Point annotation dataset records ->
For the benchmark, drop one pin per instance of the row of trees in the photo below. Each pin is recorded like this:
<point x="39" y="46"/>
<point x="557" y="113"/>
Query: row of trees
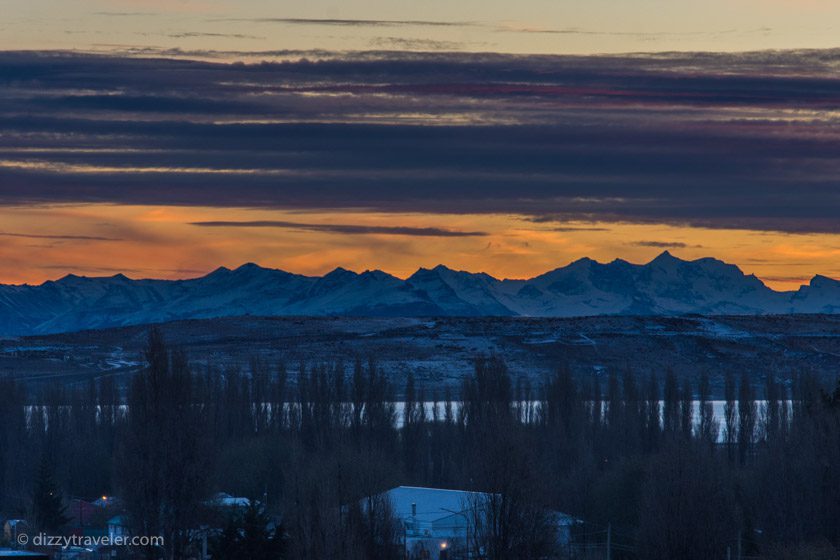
<point x="645" y="455"/>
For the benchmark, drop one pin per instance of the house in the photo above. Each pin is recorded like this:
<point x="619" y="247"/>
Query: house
<point x="440" y="523"/>
<point x="226" y="501"/>
<point x="117" y="528"/>
<point x="14" y="527"/>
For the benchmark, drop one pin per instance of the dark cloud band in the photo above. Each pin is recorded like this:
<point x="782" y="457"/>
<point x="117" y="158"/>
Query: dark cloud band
<point x="345" y="228"/>
<point x="725" y="141"/>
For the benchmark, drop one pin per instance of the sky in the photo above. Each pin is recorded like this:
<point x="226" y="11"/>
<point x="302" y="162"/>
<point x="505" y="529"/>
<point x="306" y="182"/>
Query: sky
<point x="165" y="139"/>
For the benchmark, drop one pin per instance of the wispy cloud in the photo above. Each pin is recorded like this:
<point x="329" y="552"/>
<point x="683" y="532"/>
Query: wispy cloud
<point x="346" y="228"/>
<point x="741" y="141"/>
<point x="663" y="244"/>
<point x="58" y="237"/>
<point x="357" y="22"/>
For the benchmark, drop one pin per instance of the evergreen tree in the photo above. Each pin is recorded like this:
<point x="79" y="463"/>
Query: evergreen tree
<point x="251" y="535"/>
<point x="49" y="509"/>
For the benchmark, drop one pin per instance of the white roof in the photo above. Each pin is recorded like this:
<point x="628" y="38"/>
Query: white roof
<point x="432" y="503"/>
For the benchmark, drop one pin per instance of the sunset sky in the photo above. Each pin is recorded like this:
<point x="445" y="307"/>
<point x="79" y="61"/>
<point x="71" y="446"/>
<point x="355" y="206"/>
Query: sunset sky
<point x="509" y="138"/>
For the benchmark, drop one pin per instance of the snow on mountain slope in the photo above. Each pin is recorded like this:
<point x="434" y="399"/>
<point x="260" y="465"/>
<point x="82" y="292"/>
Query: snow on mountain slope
<point x="821" y="295"/>
<point x="665" y="286"/>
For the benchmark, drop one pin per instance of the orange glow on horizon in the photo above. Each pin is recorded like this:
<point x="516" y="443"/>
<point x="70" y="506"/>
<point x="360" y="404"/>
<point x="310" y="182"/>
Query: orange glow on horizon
<point x="46" y="242"/>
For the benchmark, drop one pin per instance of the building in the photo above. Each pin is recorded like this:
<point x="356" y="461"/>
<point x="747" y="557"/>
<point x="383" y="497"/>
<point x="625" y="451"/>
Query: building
<point x="439" y="523"/>
<point x="14" y="527"/>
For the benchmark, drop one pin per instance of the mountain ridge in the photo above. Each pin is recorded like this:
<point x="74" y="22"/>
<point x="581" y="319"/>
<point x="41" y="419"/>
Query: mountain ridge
<point x="667" y="285"/>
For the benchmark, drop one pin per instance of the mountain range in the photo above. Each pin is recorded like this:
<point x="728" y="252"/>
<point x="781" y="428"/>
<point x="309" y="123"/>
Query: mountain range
<point x="666" y="285"/>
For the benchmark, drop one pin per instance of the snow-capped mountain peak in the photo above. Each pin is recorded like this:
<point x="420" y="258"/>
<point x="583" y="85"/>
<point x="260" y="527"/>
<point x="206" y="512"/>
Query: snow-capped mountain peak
<point x="665" y="285"/>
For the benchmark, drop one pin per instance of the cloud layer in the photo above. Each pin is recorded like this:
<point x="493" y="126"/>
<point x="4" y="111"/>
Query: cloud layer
<point x="745" y="141"/>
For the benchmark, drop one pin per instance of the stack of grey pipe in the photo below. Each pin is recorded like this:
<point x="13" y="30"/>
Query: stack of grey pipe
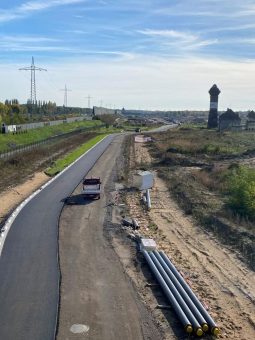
<point x="189" y="309"/>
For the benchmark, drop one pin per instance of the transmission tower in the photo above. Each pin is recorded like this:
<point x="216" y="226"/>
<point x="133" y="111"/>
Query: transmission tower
<point x="89" y="97"/>
<point x="32" y="69"/>
<point x="65" y="95"/>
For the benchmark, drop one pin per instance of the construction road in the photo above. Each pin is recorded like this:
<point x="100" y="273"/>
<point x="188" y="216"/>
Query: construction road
<point x="29" y="269"/>
<point x="95" y="290"/>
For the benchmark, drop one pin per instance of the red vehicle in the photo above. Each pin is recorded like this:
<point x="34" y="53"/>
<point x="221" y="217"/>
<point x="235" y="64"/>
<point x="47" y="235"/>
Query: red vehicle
<point x="91" y="187"/>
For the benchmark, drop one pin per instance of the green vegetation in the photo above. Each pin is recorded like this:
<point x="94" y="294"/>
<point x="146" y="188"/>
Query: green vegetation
<point x="203" y="170"/>
<point x="62" y="163"/>
<point x="7" y="141"/>
<point x="241" y="190"/>
<point x="194" y="140"/>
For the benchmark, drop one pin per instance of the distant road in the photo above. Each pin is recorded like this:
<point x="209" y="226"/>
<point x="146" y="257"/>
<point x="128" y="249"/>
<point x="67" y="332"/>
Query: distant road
<point x="29" y="269"/>
<point x="163" y="128"/>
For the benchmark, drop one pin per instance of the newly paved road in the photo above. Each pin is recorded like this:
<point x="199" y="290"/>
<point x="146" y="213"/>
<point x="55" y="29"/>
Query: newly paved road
<point x="95" y="289"/>
<point x="29" y="272"/>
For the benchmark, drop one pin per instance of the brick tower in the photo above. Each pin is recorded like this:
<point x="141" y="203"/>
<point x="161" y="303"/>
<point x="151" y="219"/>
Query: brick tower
<point x="213" y="113"/>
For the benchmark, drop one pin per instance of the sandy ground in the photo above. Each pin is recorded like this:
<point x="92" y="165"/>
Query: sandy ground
<point x="223" y="283"/>
<point x="95" y="291"/>
<point x="12" y="197"/>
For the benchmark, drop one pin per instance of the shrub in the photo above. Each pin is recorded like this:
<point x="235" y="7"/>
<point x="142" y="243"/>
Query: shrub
<point x="241" y="189"/>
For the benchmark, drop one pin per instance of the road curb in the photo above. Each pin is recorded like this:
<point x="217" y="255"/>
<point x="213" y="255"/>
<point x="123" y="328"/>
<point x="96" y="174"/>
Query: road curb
<point x="7" y="226"/>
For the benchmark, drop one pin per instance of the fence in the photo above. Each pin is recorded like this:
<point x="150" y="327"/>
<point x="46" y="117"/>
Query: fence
<point x="21" y="148"/>
<point x="36" y="125"/>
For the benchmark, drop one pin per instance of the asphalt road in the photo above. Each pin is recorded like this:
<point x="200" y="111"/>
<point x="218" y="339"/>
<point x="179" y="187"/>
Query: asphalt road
<point x="29" y="269"/>
<point x="95" y="290"/>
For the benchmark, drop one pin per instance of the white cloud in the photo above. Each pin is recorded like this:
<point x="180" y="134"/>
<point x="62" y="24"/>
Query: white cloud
<point x="33" y="6"/>
<point x="169" y="34"/>
<point x="179" y="39"/>
<point x="153" y="83"/>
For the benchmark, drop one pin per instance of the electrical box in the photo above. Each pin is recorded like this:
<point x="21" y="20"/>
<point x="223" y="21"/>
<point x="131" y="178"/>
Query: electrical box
<point x="143" y="180"/>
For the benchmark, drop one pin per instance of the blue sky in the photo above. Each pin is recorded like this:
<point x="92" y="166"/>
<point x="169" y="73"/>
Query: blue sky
<point x="137" y="54"/>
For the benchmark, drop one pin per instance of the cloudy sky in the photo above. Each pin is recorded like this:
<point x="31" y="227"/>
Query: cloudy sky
<point x="149" y="54"/>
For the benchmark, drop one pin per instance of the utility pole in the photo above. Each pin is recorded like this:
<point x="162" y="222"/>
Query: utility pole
<point x="89" y="97"/>
<point x="65" y="95"/>
<point x="32" y="69"/>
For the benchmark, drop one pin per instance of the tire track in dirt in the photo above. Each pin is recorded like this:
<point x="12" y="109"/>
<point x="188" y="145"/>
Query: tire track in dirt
<point x="224" y="284"/>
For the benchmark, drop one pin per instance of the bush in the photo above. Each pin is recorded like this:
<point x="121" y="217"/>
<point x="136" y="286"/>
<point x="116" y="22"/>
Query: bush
<point x="241" y="189"/>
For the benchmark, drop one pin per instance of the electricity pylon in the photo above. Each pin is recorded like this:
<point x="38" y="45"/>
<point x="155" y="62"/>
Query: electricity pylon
<point x="65" y="95"/>
<point x="32" y="69"/>
<point x="89" y="97"/>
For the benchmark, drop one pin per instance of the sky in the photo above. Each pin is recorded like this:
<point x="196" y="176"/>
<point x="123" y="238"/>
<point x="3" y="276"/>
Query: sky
<point x="137" y="54"/>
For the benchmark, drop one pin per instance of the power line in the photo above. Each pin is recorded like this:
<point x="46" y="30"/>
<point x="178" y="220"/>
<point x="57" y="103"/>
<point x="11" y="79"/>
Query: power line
<point x="65" y="95"/>
<point x="89" y="97"/>
<point x="32" y="69"/>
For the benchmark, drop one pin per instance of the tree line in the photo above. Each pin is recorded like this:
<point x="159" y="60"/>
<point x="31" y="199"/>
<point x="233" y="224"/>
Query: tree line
<point x="12" y="112"/>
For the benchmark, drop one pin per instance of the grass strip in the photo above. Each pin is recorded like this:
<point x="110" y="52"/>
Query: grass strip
<point x="8" y="140"/>
<point x="62" y="163"/>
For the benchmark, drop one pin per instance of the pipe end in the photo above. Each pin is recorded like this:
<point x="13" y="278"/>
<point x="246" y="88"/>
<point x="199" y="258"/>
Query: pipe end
<point x="199" y="331"/>
<point x="205" y="327"/>
<point x="215" y="331"/>
<point x="189" y="329"/>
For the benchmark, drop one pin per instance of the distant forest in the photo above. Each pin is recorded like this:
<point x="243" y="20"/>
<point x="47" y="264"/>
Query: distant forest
<point x="12" y="112"/>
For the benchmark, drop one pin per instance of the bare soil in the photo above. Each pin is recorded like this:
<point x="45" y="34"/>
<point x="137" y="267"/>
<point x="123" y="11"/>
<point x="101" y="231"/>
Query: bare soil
<point x="95" y="290"/>
<point x="23" y="174"/>
<point x="222" y="281"/>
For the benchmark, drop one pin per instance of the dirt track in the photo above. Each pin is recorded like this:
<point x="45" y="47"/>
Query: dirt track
<point x="223" y="282"/>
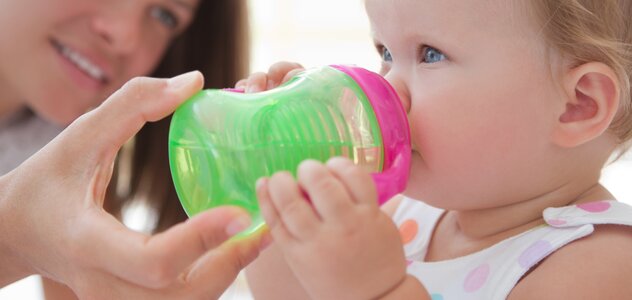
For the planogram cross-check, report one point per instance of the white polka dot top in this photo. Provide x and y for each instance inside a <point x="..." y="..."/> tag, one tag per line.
<point x="493" y="272"/>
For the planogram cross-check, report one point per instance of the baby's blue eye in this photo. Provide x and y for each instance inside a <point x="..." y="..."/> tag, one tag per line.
<point x="386" y="55"/>
<point x="165" y="17"/>
<point x="431" y="55"/>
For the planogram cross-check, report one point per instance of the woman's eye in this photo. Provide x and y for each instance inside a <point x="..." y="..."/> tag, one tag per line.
<point x="431" y="55"/>
<point x="165" y="16"/>
<point x="386" y="55"/>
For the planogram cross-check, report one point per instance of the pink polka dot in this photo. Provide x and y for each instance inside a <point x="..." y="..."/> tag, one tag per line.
<point x="595" y="207"/>
<point x="556" y="222"/>
<point x="408" y="231"/>
<point x="476" y="278"/>
<point x="534" y="253"/>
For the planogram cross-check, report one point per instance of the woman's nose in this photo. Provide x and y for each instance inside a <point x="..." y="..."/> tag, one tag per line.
<point x="400" y="88"/>
<point x="119" y="24"/>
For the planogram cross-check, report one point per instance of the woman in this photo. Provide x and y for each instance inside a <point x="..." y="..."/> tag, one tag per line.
<point x="89" y="50"/>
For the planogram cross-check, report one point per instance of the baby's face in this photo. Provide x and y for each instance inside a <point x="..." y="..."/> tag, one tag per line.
<point x="476" y="82"/>
<point x="62" y="57"/>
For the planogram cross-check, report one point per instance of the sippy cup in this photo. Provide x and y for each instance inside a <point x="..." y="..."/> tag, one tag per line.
<point x="222" y="141"/>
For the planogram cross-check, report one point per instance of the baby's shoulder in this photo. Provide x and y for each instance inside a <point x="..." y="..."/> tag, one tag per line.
<point x="595" y="267"/>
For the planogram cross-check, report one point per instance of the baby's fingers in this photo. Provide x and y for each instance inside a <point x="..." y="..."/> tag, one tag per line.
<point x="285" y="210"/>
<point x="256" y="82"/>
<point x="155" y="261"/>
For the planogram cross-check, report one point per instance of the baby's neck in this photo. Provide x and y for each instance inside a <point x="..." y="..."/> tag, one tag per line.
<point x="460" y="233"/>
<point x="502" y="222"/>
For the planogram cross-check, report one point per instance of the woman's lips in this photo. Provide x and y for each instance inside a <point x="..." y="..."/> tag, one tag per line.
<point x="91" y="73"/>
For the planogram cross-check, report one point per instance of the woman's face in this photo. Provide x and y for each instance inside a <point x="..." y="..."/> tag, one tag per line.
<point x="63" y="57"/>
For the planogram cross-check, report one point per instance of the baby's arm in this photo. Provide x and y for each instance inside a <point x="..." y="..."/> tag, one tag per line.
<point x="596" y="267"/>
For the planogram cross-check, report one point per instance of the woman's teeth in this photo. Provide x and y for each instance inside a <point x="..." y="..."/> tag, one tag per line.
<point x="82" y="63"/>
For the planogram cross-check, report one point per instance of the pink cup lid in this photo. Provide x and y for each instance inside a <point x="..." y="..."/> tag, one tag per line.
<point x="393" y="123"/>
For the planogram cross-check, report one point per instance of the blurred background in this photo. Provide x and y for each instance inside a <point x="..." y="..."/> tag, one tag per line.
<point x="317" y="33"/>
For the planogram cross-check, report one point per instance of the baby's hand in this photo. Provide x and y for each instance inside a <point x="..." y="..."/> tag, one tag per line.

WORK REQUIRED -> Quote only the lines from the line containing "the woman's teeth" through the end of the entries, keeping the first and the last.

CORRECT RESPONSE ->
For the planogram cross-check, report one point per instance of the woman's teeth in this photo. Provide x and y for each instance inside a <point x="..." y="..."/> tag, one tag per line.
<point x="82" y="63"/>
For the planogram cross-check, report one point per instance of the pink cup lid in this photo. Provide x and y for each instance inside a <point x="..." y="..."/> tag, one tag per line.
<point x="393" y="123"/>
For the planogram cross-check, report one point per instance of the blurred background in this photo. Provide x and y for each instance inside a <point x="..." y="..."/> tag, one tag per line.
<point x="317" y="33"/>
For the planogram cross-check, report one point per instance of the baby's hand in this photo. Provide x and y for each instance inside a <point x="..." y="..."/> tag, one tag per line.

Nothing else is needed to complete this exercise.